## DIRECTIVE A
Retype the forum thread about the Kutztown swap word for word, from its title through its final heading.

## DOCUMENT TEXT

::::::::

# Kutztown PA Swap Oct23-25 (TTown replacement oct 2020)



## sfhschwinn (Oct 14, 2020)

Hi everyone. As TTown couldn’t happen this year. Some regulars at TTown decided to hold the swap on private property this year in Kutztown which is 15 minutes away.  The swap is Oct 23-25. Hope to see everyone there!


----------



## catfish (Oct 14, 2020)

Very cool!


----------



## bikejunk (Oct 14, 2020)

thank you for doing this


----------



## Freqman1 (Oct 15, 2020)

Also Memory Lane weekend! Hopefully you have a good turn out. Be sure to post pics! V/r Shawn


----------



## sfhschwinn (Oct 15, 2020)

Freqman1 said:


> Also Memory Lane weekend! Hopefully you have a good turn out. Be sure to post pics! V/r Shawn



Thanks- It’s unfortunate because I know a lot of people love both but so far all the TTown regulars I talk to who go to both have decided to come to kutztown instead of ML.


----------



## John G04 (Oct 15, 2020)

I’ll be at kutztown but only because I don’t have time for 13 hour drive to ML unfortunately. Hopefully theres some balloners at kutztown and a good turnout! I’ll take lots of pics


----------



## 64 Pete (Oct 15, 2020)

::::::::

Pointing dataset excerpts:

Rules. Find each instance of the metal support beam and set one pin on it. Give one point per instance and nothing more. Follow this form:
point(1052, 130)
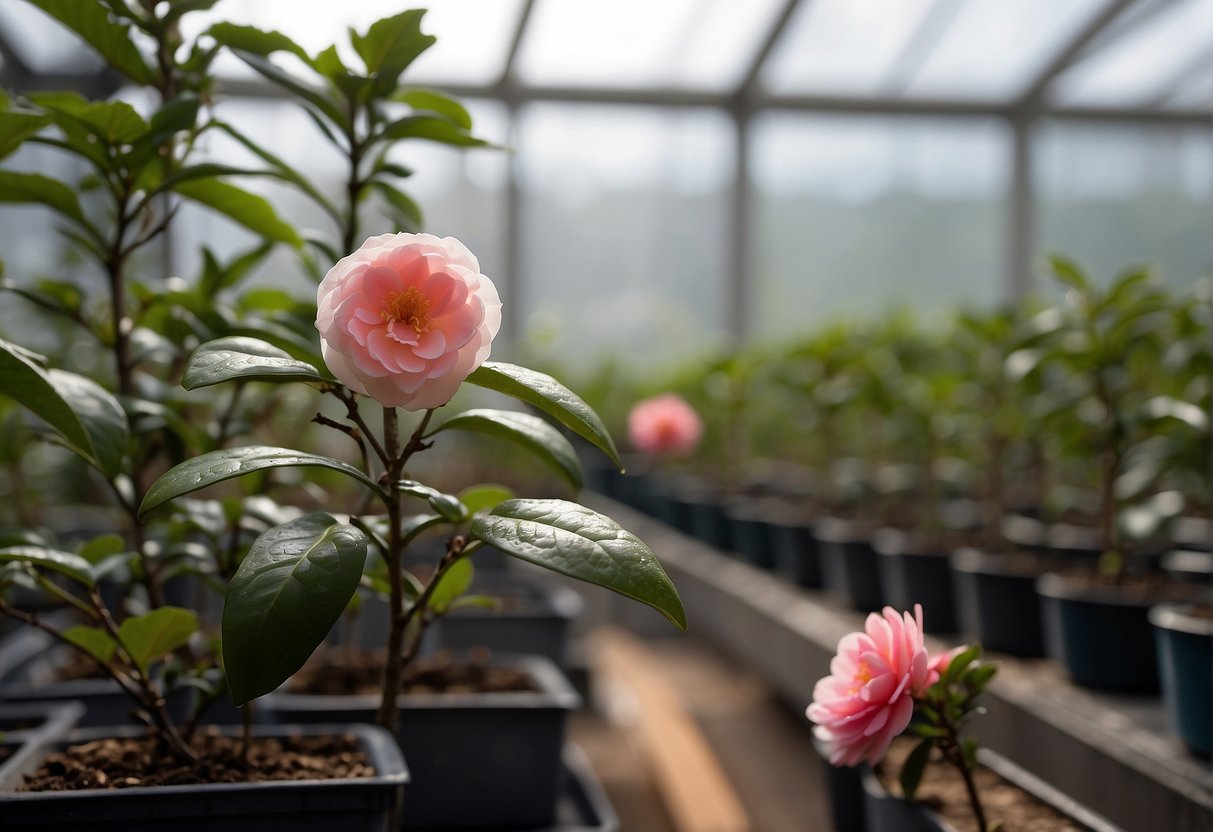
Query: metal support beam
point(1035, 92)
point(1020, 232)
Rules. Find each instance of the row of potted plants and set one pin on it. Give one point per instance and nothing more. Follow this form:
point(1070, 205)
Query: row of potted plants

::::::::

## DIRECTIVE B
Echo the lines of the rows, starting at the line that contains "Rules. Find each instance of the row" and ending at the last line of the rows.

## TASK ANSWER A
# Kutztown PA Swap Oct23-25 (TTown replacement oct 2020)



## sfhschwinn (Oct 14, 2020)

Hi everyone. As TTown couldn’t happen this year. Some regulars at TTown decided to hold the swap on private property this year in Kutztown which is 15 minutes away.  The swap is Oct 23-25. Hope to see everyone there!


----------



## catfish (Oct 14, 2020)

Very cool!


----------



## bikejunk (Oct 14, 2020)

thank you for doing this


----------



## Freqman1 (Oct 15, 2020)

Also Memory Lane weekend! Hopefully you have a good turn out. Be sure to post pics! V/r Shawn


----------



## sfhschwinn (Oct 15, 2020)

Freqman1 said:


> Also Memory Lane weekend! Hopefully you have a good turn out. Be sure to post pics! V/r Shawn



Thanks- It’s unfortunate because I know a lot of people love both but so far all the TTown regulars I talk to who go to both have decided to come to kutztown instead of ML.


----------



## John G04 (Oct 15, 2020)

I’ll be at kutztown but only because I don’t have time for 13 hour drive to ML unfortunately. Hopefully theres some balloners at kutztown and a good turnout! I’ll take lots of pics


----------



## 64 Pete (Oct 15, 2020)

## TASK ANSWER B
Rules. Find each instance of the row of potted plants and set one pin on it. Give one point per instance and nothing more. Follow this form:
point(1070, 205)
Query: row of potted plants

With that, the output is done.